• _WHAT TO WORK ON_:
Reproduce the data below line for line, leaving out any pictures.

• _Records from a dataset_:
= = = =
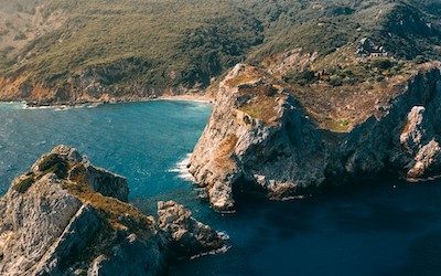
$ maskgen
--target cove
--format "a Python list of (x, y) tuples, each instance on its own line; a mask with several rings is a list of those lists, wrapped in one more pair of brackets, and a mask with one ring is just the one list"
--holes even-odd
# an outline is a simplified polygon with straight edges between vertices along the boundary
= = = =
• _COMPLETED TASK_:
$ maskgen
--target cove
--format "a Python list of (x, y) tuples, each instance on its own line; a mask with several rings is a list of those lists, wrapped in one more pair of brackets, and a mask with one ring is just the one list"
--holes even-odd
# an outline is a simplified polygon with straight edges between vertices along the boundary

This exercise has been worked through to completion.